The exercise leader asked me to change the word “challenge” because it was negative. We had a discussion about this because I don’t think it is. To me “challenge” is something just out of reach that you need so you devise a way to reach it. I think it’s only recently it’s got a bad reputation as meaning obstacles in your way that you need help to overcome, as in “visually challenged”. Who invented that as a politically correct way to say “blind” or “partially sighted”? Normally I’m a fan of political correctness, as it is polite and respectful. But sometimes it has unintended consequences, as in this case. It’s taken a positive word and turned it into a negative one.
Let’s have a look at the word “challenge” itself. Where did it come from? Well in days of old, when knights were bold and ran around on horses with lances, there used to be jousting tournaments or tourneys. In order to challenge an opponent to a lance-off (ha! I can’t remember the word but lance-off will do!) then the Champion would throw down his gauntlet at the feet of the man he wanted to fight. This gave us the phrase “throw down the gauntlet”. If the knight accepted the challenge, he would pick up the gauntlet. This was all part of the life for a knight in shining armour, you see. Nothing negative about it: it was part of life. And after all, all a challenge is is a dropped glove!

Task set
(1) List each distinct word or phrase that appears inside quotation marks in the passage on the word "challenge," giving each one only once.
(2) Locate every line of the data entries that contains the string "nostril" and reproduce each such line in full.
The data entries that follow are unrelated to the passage above.

Data entries:
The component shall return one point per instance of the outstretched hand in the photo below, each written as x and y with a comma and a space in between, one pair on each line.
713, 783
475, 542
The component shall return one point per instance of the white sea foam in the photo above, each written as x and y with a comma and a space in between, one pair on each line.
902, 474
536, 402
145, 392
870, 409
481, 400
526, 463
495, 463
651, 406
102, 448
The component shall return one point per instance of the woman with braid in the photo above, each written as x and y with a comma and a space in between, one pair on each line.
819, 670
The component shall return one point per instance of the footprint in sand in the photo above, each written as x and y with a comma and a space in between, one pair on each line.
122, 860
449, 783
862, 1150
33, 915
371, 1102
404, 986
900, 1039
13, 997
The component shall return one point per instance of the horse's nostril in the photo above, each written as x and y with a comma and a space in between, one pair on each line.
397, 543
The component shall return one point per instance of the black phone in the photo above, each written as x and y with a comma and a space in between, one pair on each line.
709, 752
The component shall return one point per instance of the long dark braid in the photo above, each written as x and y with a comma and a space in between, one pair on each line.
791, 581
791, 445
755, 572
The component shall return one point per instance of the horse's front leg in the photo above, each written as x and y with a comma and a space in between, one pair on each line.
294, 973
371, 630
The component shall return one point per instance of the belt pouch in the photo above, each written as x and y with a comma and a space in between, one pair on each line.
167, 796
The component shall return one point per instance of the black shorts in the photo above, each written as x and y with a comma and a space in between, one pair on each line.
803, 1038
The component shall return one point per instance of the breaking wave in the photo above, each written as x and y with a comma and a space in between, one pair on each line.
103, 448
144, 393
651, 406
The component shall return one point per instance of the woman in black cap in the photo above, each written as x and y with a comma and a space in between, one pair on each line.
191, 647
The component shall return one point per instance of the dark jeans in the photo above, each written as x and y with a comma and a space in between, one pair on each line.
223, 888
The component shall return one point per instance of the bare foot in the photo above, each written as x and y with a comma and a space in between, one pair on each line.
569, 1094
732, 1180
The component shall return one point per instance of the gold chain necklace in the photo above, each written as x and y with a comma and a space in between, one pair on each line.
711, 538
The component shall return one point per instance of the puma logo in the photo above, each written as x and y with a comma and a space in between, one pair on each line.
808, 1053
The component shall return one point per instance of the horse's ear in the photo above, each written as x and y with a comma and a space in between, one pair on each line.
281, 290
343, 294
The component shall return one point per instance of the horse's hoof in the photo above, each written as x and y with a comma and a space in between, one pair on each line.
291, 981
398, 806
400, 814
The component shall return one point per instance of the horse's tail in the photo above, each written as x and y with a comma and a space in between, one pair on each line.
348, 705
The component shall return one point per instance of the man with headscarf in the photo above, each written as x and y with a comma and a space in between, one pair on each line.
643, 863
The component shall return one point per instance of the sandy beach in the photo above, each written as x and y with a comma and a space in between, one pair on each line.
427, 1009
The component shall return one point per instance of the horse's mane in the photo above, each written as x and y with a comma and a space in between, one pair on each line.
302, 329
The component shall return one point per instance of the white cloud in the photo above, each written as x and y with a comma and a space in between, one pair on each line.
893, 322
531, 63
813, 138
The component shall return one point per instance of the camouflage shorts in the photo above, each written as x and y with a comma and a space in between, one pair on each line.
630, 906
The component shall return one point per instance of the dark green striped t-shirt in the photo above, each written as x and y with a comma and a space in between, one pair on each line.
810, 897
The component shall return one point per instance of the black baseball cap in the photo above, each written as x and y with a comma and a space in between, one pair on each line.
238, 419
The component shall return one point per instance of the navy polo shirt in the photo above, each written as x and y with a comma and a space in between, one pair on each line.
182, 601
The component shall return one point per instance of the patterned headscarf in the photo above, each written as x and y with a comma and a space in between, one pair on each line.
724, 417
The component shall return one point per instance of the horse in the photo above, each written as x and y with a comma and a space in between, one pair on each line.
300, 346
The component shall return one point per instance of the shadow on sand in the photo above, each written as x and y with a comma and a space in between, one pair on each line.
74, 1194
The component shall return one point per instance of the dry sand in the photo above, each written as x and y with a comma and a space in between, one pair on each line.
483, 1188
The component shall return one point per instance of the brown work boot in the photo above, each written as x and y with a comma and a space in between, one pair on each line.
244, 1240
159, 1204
---
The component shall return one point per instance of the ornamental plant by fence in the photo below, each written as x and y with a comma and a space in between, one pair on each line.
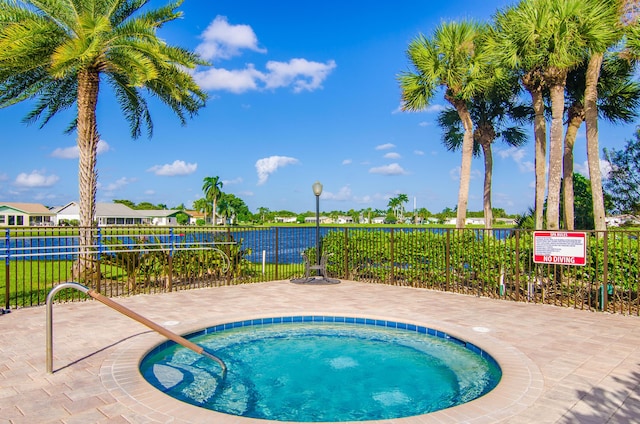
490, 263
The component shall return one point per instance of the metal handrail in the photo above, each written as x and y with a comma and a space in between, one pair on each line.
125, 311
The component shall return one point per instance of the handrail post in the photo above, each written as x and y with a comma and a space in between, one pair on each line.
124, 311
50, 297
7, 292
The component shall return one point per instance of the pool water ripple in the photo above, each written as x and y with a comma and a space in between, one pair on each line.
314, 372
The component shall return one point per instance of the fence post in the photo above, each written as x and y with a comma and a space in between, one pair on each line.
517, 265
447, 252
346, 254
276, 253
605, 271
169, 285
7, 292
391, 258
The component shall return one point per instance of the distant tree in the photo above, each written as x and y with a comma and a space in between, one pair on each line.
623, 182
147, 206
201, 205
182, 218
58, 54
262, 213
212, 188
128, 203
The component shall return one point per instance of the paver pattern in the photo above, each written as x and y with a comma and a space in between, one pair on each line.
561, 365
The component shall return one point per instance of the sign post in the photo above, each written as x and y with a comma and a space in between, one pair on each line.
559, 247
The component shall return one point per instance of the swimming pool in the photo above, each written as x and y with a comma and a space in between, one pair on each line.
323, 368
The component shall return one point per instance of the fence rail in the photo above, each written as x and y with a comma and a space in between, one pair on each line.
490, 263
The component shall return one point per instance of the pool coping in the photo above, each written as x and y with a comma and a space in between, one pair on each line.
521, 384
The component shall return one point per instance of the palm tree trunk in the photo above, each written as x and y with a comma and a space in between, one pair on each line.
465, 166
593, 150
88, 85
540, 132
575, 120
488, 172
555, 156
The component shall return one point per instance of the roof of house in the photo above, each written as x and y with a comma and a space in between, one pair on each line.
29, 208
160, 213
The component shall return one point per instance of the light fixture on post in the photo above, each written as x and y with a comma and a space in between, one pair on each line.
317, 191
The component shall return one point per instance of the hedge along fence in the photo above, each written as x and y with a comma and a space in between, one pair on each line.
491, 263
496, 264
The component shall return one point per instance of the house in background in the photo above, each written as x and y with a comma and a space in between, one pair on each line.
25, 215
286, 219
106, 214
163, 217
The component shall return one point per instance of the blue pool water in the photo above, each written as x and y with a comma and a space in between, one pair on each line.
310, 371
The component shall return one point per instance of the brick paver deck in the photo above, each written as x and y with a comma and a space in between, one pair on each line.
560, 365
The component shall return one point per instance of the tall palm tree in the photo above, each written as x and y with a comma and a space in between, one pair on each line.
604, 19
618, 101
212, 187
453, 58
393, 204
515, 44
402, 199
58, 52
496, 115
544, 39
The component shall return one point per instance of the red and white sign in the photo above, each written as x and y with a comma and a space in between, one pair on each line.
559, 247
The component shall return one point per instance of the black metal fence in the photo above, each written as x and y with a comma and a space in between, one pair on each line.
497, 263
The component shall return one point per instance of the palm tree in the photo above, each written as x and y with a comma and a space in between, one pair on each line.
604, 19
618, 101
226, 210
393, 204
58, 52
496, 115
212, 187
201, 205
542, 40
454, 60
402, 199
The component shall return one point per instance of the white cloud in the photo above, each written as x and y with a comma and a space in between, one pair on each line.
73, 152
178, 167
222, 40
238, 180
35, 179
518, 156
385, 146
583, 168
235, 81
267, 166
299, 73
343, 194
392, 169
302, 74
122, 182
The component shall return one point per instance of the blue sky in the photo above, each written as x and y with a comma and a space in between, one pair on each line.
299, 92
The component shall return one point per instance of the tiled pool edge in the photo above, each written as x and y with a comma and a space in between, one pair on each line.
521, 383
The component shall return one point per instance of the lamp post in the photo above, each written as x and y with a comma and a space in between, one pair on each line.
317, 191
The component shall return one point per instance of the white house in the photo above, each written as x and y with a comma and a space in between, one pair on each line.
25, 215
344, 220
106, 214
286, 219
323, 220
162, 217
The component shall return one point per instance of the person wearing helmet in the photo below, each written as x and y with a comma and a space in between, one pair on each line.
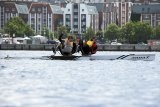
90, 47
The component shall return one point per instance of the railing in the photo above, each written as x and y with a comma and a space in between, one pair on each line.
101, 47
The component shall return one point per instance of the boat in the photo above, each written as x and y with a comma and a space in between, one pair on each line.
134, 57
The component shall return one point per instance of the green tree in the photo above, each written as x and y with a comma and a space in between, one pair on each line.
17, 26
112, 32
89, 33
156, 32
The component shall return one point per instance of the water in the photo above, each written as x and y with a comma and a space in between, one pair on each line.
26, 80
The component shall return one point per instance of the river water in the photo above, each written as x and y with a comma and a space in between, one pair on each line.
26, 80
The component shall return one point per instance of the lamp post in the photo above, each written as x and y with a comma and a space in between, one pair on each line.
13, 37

Exercise answers
(1)
- challenge
- visually challenged
- blind
- partially sighted
- throw down the gauntlet

(2)
The component shall return one point per instance of the horse's nostril in the photo above, each written as x and y with a comma and a space in between, one pair on each line.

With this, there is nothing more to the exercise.